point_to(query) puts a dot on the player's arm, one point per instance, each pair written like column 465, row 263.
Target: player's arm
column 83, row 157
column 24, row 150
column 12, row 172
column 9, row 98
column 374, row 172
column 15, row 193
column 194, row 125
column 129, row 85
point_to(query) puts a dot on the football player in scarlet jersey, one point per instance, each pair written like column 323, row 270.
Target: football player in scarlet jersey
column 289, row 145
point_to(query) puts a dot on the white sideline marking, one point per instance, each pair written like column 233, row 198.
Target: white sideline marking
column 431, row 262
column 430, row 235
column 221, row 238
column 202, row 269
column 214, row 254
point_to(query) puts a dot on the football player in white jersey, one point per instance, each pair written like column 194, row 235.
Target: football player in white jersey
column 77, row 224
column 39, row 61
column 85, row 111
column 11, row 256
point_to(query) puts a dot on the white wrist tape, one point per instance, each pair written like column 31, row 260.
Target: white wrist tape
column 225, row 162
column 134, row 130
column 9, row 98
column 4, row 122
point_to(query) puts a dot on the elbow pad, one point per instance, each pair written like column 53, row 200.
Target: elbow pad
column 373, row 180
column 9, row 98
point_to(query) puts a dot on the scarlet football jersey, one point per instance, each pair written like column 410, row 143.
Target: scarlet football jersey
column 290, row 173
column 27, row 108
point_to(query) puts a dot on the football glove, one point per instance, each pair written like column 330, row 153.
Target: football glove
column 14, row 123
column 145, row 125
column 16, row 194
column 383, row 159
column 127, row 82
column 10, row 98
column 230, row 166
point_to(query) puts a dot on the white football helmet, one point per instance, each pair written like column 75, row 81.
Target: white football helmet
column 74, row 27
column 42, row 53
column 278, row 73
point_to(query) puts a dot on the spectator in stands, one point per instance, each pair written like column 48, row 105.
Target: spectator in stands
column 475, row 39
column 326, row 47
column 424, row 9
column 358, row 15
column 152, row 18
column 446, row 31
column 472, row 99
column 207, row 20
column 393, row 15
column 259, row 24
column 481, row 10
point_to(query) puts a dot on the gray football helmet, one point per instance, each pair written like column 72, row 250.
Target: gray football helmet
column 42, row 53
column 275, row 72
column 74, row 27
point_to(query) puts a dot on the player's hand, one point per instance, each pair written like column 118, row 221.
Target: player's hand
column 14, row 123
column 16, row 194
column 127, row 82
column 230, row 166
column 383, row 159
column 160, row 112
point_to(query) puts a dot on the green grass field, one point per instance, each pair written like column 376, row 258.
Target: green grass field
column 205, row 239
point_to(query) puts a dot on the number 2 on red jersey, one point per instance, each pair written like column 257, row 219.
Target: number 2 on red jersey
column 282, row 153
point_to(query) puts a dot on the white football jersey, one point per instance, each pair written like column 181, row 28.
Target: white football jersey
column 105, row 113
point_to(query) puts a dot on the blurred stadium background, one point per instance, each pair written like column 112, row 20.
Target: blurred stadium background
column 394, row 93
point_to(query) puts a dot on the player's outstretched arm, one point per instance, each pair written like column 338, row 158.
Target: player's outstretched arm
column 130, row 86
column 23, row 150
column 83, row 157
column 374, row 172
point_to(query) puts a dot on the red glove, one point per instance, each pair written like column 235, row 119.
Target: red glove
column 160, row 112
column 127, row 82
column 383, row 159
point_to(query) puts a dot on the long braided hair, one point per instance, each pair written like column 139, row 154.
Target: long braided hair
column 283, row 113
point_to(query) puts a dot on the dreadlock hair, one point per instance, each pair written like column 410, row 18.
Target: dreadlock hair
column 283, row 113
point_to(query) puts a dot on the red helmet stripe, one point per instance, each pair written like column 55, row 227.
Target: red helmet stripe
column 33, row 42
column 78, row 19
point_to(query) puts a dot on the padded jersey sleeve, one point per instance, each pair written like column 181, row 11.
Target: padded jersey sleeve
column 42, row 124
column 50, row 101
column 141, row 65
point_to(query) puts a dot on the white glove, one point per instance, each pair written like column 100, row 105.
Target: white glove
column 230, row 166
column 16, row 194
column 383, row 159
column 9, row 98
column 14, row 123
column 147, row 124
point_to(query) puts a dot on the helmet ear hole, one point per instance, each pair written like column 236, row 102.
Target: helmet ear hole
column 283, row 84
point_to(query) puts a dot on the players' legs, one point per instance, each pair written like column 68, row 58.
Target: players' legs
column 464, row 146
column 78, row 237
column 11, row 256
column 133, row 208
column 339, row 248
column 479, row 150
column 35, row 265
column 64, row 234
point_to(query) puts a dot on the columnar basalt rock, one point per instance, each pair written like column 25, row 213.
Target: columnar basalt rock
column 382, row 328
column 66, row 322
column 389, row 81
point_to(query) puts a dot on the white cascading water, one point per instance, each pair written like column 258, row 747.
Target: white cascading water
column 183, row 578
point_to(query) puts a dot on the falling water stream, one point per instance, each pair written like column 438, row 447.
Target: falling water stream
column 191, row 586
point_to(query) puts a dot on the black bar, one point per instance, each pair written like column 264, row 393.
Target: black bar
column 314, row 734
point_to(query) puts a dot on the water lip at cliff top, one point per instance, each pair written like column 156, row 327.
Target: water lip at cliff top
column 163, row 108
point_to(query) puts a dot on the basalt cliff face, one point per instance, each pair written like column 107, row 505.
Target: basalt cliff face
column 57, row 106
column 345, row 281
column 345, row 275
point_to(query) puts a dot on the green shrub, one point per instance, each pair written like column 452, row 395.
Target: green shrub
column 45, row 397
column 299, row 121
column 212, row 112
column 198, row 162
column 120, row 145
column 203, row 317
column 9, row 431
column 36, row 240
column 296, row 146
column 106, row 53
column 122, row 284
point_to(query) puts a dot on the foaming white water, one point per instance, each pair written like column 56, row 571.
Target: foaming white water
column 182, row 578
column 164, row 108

##############################

Turn the lines above into a numbered list and leave out any blank lines.

* **Result of this task**
1. point_to(query) puts a dot on the player's arm, one point per instance, each pair written like column 465, row 263.
2. Target: player's arm
3. column 83, row 157
4. column 24, row 150
5. column 12, row 172
6. column 9, row 98
7. column 374, row 172
8. column 15, row 193
9. column 194, row 125
10. column 129, row 85
11. point_to(query) puts a dot on the football player in scarlet jersey, one point per instance, each pair written like column 323, row 270.
12. Target: football player in scarlet jersey
13. column 289, row 145
14. point_to(query) puts a dot on the white sideline marking, one point per instance, each pair written like column 233, row 198.
15. Target: white sideline marking
16. column 431, row 262
17. column 430, row 235
18. column 221, row 238
19. column 202, row 269
20. column 214, row 254
21. point_to(query) puts a dot on the football player in white jersey, one point per instance, each pair written like column 194, row 235.
22. Target: football player in white jersey
23. column 77, row 224
24. column 39, row 61
25. column 85, row 111
26. column 11, row 256
27. point_to(query) puts a dot on the white wrist tape, one point per instance, each pair written like column 31, row 260.
28. Target: white wrist tape
29. column 225, row 162
30. column 134, row 130
31. column 9, row 98
32. column 4, row 122
33. point_to(query) puts a dot on the elbow pad, one point per instance, each pair written like column 53, row 200.
34. Target: elbow pad
35. column 373, row 180
36. column 9, row 98
37. point_to(query) puts a dot on the scarlet football jersey, one point per instance, each pair written like column 410, row 143.
38. Target: scarlet football jersey
39. column 290, row 173
40. column 27, row 108
41. point_to(query) puts a dot on the football glove, one point per instance, each pair written like column 330, row 153.
42. Target: football glove
43. column 14, row 123
44. column 145, row 125
45. column 16, row 194
46. column 383, row 159
47. column 127, row 82
48. column 10, row 98
49. column 230, row 166
50. point_to(query) puts a dot on the white football helmet, one point per instance, each pair written like column 75, row 81.
51. Target: white football helmet
52. column 74, row 27
53. column 42, row 53
54. column 278, row 73
55. point_to(query) puts a dot on the spectator in stands, one point per instance, each pair written like column 48, row 105.
56. Target: spectator in stands
57. column 475, row 39
58. column 326, row 47
59. column 424, row 9
60. column 358, row 15
61. column 152, row 18
62. column 446, row 31
63. column 472, row 99
64. column 207, row 20
65. column 393, row 15
66. column 259, row 24
67. column 481, row 10
68. point_to(query) puts a dot on the gray football helmet, one point per instance, each pair written like column 72, row 250.
69. Target: gray football helmet
70. column 42, row 53
71. column 275, row 72
72. column 74, row 27
73. point_to(query) puts a dot on the player's hand, one point per instance, each pair written like column 118, row 221.
74. Target: player's hand
75. column 14, row 123
76. column 16, row 194
77. column 127, row 82
78. column 230, row 166
79. column 383, row 159
80. column 160, row 112
81. point_to(query) puts a dot on the green grass field, one point per instance, each pair written like column 376, row 258.
82. Target: green grass field
83. column 205, row 239
84. point_to(query) puts a dot on the number 2 on red jersey, one point per instance, each pair written like column 257, row 219.
85. Target: number 2 on red jersey
86. column 282, row 153
87. point_to(query) puts a dot on the white football jersey, one point per instance, each pair written like column 181, row 28.
88. Target: white football jersey
89. column 105, row 113
90. point_to(query) puts a dot on the blurred stadium background, one point per instance, each pair written like column 112, row 20.
91. Target: blurred stadium background
92. column 394, row 93
93. point_to(query) puts a dot on the player's outstretched arm, one point per instance, each pair written like column 338, row 158.
94. Target: player's outstretched arm
95. column 130, row 86
96. column 23, row 150
97. column 83, row 157
98. column 374, row 172
99. point_to(query) puts a dot on the red glove, one point per instance, each pair written like column 235, row 119.
100. Target: red glove
101. column 160, row 112
102. column 127, row 82
103. column 383, row 159
104. point_to(query) puts a dot on the long braided hair, one point per instance, each pair written like column 139, row 154.
105. Target: long braided hair
106. column 283, row 113
107. point_to(query) puts a dot on the dreadlock hair, one point per instance, each pair written like column 410, row 18.
108. Target: dreadlock hair
109. column 283, row 113
110. point_to(query) puts a dot on the red helmet stripe, one point per instance, each pair written like column 55, row 227.
111. Target: red helmet stripe
112. column 33, row 42
113. column 78, row 19
114. point_to(query) puts a dot on the padded jersey sleeve, one point per instance, each pair written like column 181, row 11.
115. Target: padded jersey sleeve
116. column 42, row 124
117. column 50, row 101
118. column 141, row 65
119. point_to(query) puts a dot on the white glove, one point per instance, each pair written like column 100, row 105.
120. Target: white glove
121. column 230, row 166
122. column 16, row 194
123. column 383, row 159
124. column 9, row 98
125. column 14, row 123
126. column 147, row 124
127. point_to(query) puts a dot on the helmet ear hole, one point per instance, each pair written like column 236, row 102.
128. Target: helmet ear hole
129. column 283, row 84
130. point_to(query) puts a dot on the players' legs, one point per instance, each pair written like column 68, row 58.
131. Target: players' legs
132. column 464, row 146
133. column 78, row 237
134. column 11, row 256
135. column 133, row 208
136. column 339, row 248
137. column 479, row 150
138. column 35, row 265
139. column 64, row 234
140. point_to(query) puts a dot on the columnar basalt rock, one point per instance, each pair written like column 25, row 213.
141. Target: columnar basalt rock
142. column 382, row 328
143. column 66, row 322
144. column 389, row 81
145. point_to(query) puts a dot on the white cascading water, one point per instance, each pair written like column 258, row 747.
146. Target: white cascading water
147. column 183, row 578
148. point_to(query) puts a dot on the falling water stream, one point per instance, each pair written like column 438, row 447.
149. Target: falling water stream
150. column 191, row 586
151. point_to(query) puts a dot on the black bar, one point per instance, each pair written like column 264, row 393.
152. Target: black bar
153. column 314, row 734
154. point_to(query) puts a dot on the water lip at cliff top, one point per instance, each pair written like column 156, row 327.
155. Target: water lip at cliff top
156. column 163, row 108
157. point_to(query) puts a dot on the basalt cliff face, one point per instance, each pair written like column 107, row 505.
158. Target: basalt cliff face
159. column 57, row 106
160. column 345, row 281
161. column 345, row 275
162. point_to(query) puts a dot on the green shrub, one point per instance, each pair written like column 452, row 395.
163. Target: green shrub
164. column 45, row 397
165. column 299, row 121
166. column 212, row 112
167. column 198, row 162
168. column 120, row 145
169. column 203, row 317
170. column 9, row 431
171. column 36, row 240
172. column 296, row 146
173. column 106, row 53
174. column 122, row 284
175. point_to(query) puts a dot on the foaming white water, one point per instance, each pair written like column 56, row 571.
176. Target: foaming white water
177. column 182, row 578
178. column 164, row 108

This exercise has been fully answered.